**Set problem a:**
Can you set down, word for word, the passage on correlation and causation between "While this example" and "fact is true.", inclusive?

**Passage to read:**
— BEGIN —

Often times, people naively state a change in one variable *causes* a change in another variable. They may have evidence from real-world experiences that indicate a correlation between the two variables, but correlation does not imply causation! For example, more sleep will *cause* you to perform better at work. Or, more cardio will *cause* you to lose your belly fat. These statements could be factually correct. However, with these statements, we need evidence from a properly completed study to factually state there is a *causaul* relation between the two variables.

If someone states a potentially spurious casual statement like this, I'd encourage them to perform research on independent studies to gather official evidence. Studies are often done by research-driven institutions and universities. Here is a paper published by the Journal of Obesity that cites several studies that provide evidence that high-intensity intermittent exercise may be effective to cause people to lose abdominal body fat.

Tyler Vigen has an interesting page on his website that visualizes spurious correlations. Below is an example that shows a strong positive linear correlation with U.S. spending on science, space and technology with suicides by hanging, strangulation and suffocation.

However, do you think U.S. spending in this field *causes* hanging suicides? My hypothesis is that there's *no evidence* to support a *causal* relationship between these two variables.

While this example from Tyler's website seems extreme, it's poking fun at how people can immediately visualize a relationship between two numerical variables and naively jump to the conclusion that there's a causal relationship.

Lastly, I want to show a funny comic from the comic website XKCD about correlation and causation. "

The joke is that the guy on the right feels he doesn't have strong evidence (such as through a study) to prove his statistics class *caused* him to believe that fact is true.

### Additional Misconceptions on Correlation vs. Causation¶

A **mediator variable** is a variable that explains the relationship between independent and dependent variables. For example, we may notice a positive correlation with increased ice cream shop sales with increased heat. However, a potential mediator variable could be the count of people sweating. It's possible an increase in the count of people sweating in the local area influences ice cream sales. *If* this were true, you may want to open an ice cream store near a sauna rather than simply in a hot weather area.

— END —

**Records shown:**
— BEGIN —

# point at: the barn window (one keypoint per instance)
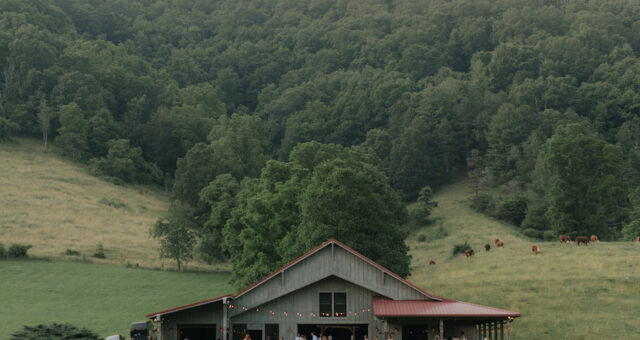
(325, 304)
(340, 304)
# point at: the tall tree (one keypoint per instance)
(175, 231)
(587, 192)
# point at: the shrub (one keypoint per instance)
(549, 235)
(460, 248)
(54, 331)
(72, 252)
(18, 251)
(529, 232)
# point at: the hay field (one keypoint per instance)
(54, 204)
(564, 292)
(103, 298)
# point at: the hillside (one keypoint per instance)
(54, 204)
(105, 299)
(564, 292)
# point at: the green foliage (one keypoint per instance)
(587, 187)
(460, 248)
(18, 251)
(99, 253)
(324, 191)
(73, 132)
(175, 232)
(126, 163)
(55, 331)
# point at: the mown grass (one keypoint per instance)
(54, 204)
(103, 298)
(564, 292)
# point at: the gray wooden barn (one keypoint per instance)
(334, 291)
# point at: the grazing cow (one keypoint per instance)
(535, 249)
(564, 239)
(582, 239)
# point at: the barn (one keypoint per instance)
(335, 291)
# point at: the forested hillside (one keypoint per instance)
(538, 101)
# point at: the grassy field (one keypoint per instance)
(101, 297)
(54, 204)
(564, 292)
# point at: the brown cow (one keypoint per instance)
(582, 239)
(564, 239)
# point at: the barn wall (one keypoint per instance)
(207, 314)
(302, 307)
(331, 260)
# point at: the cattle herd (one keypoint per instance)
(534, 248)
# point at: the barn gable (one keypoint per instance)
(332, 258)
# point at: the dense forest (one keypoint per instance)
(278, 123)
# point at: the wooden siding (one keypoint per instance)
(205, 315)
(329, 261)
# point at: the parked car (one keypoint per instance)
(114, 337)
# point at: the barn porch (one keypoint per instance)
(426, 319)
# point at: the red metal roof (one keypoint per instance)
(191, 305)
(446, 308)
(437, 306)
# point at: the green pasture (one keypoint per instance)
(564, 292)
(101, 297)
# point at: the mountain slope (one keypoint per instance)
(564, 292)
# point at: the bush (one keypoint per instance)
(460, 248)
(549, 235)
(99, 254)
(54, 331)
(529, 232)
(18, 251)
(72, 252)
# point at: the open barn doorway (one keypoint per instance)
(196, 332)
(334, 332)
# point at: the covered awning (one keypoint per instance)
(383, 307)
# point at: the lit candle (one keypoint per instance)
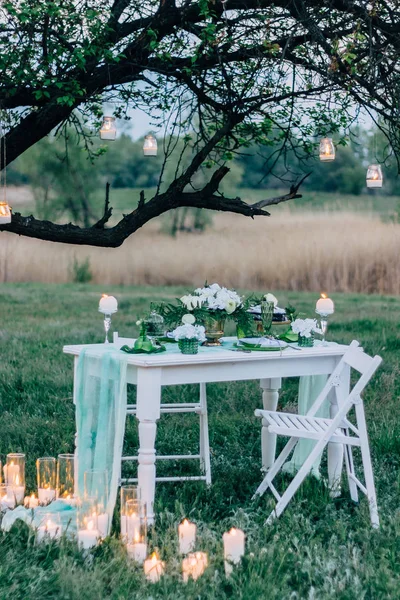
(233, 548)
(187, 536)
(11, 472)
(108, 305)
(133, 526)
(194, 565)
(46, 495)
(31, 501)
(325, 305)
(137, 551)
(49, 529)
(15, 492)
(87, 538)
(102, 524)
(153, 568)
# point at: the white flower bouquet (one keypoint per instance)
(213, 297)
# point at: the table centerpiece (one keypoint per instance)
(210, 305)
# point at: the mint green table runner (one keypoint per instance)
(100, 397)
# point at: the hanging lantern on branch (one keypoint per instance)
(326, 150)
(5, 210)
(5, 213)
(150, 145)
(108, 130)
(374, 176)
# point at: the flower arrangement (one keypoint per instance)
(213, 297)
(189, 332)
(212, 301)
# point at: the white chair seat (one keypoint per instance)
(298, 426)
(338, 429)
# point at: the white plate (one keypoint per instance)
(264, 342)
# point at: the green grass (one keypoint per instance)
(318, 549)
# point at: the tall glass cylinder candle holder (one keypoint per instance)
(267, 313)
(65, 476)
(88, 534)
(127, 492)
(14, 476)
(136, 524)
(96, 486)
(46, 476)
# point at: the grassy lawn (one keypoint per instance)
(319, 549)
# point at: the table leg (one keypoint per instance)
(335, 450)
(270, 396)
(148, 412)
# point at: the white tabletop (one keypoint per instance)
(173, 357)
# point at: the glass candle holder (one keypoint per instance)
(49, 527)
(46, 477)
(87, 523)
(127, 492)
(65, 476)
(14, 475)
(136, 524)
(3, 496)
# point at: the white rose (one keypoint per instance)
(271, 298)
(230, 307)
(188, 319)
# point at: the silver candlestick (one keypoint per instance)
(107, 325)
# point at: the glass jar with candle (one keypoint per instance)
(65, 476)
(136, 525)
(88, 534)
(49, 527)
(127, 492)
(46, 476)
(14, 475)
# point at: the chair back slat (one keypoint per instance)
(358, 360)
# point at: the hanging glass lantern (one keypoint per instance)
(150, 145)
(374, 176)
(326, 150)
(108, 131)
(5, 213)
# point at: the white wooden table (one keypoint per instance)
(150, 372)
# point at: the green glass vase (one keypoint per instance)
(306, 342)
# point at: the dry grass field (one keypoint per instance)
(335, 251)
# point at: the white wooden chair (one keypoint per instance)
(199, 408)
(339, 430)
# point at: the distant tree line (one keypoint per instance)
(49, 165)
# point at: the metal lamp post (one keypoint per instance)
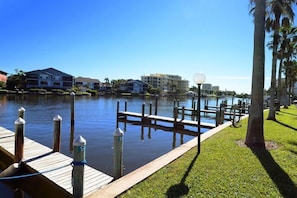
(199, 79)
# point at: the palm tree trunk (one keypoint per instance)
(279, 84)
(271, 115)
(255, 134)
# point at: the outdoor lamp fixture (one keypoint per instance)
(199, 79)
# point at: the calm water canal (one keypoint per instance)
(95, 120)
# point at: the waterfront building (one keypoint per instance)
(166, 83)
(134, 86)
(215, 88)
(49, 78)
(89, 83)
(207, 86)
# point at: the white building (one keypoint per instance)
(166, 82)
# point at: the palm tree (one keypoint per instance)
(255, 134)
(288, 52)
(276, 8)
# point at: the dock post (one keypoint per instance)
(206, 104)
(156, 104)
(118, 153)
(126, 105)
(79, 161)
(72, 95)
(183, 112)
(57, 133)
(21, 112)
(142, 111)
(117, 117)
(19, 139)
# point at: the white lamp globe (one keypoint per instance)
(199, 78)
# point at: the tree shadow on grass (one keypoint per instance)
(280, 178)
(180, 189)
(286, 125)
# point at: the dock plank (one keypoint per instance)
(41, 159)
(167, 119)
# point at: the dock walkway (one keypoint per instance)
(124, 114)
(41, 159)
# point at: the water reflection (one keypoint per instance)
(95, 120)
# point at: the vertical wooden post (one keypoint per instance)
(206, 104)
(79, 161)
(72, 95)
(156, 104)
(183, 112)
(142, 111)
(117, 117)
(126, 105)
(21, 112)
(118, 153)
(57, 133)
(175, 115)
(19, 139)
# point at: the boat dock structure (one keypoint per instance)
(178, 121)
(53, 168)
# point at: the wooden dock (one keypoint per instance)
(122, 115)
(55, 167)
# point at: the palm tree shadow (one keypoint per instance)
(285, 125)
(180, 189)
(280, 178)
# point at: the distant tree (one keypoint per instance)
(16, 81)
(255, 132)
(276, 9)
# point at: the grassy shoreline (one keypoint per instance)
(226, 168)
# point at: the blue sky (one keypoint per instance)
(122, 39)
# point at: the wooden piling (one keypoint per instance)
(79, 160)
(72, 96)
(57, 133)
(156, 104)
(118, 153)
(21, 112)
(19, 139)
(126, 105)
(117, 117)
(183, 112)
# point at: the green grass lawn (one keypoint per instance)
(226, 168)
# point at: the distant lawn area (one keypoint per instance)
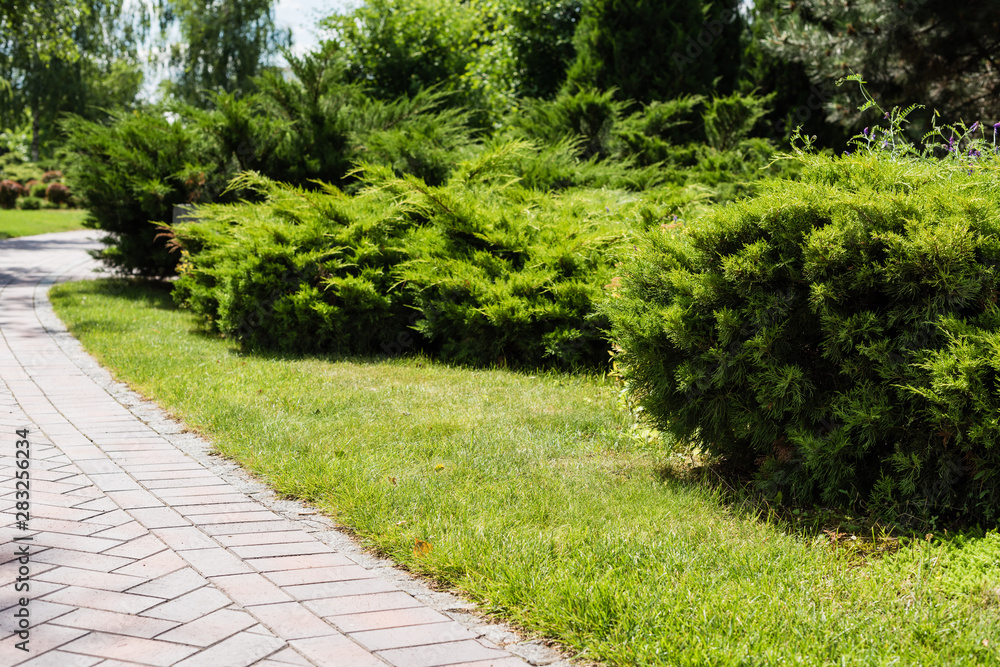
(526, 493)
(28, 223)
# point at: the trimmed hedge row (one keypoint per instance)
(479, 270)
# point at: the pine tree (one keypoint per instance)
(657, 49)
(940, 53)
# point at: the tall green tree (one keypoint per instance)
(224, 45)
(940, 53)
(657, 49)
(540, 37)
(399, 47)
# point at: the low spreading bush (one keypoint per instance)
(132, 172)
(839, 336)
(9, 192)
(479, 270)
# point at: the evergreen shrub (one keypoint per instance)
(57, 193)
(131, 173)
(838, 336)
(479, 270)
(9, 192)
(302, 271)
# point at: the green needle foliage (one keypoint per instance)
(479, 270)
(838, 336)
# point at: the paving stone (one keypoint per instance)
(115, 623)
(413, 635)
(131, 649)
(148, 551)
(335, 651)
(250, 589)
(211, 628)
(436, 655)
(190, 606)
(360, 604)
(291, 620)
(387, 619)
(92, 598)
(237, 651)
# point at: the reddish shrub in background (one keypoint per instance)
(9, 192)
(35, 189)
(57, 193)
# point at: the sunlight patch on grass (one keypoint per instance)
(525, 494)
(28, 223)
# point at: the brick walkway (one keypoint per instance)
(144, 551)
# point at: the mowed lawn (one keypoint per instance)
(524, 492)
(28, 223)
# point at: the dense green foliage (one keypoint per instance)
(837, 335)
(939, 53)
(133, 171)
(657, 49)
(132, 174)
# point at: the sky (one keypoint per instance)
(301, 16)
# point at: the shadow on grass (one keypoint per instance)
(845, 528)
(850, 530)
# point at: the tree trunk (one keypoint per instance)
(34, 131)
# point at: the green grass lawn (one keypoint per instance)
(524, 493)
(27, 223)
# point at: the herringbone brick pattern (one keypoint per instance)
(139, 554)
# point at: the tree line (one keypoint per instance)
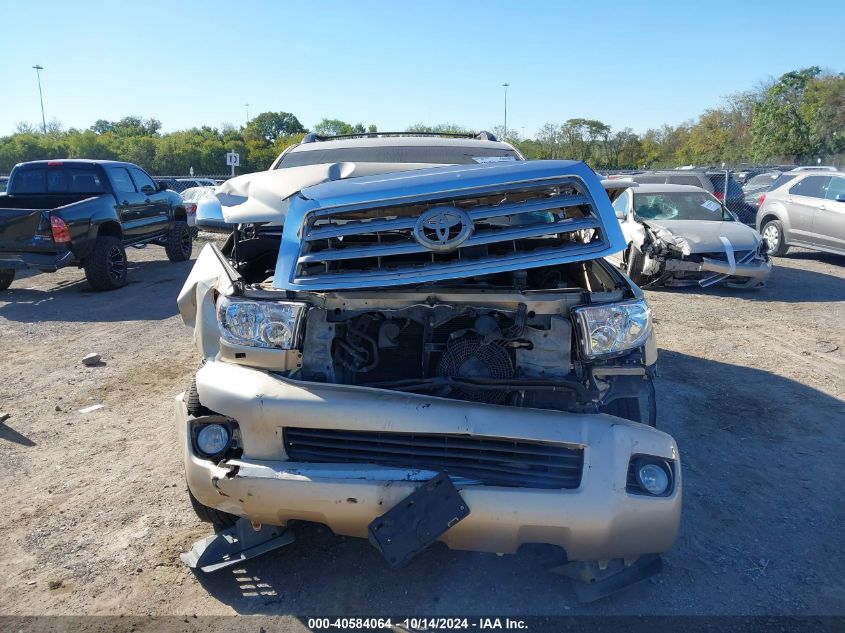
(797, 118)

— END —

**Set problem b:**
Will you extract the rows from the line holding "# point at: the herringbone" through the end of the rows, inclusive, reproducing them unchanged but leaving out the pictures?

**Written response a:**
While this example from Tyler's website seems extreme, it's poking fun at how people can immediately visualize a relationship between two numerical variables and naively jump to the conclusion that there's a causal relationship.

Lastly, I want to show a funny comic from the comic website XKCD about correlation and causation. "

The joke is that the guy on the right feels he doesn't have strong evidence (such as through a study) to prove his statistics class *caused* him to believe that fact is true.

**Written response b:**
# point at: the herringbone brick pattern (one keypoint per instance)
(139, 554)
# point at: the tree line (one keypoint per instance)
(797, 118)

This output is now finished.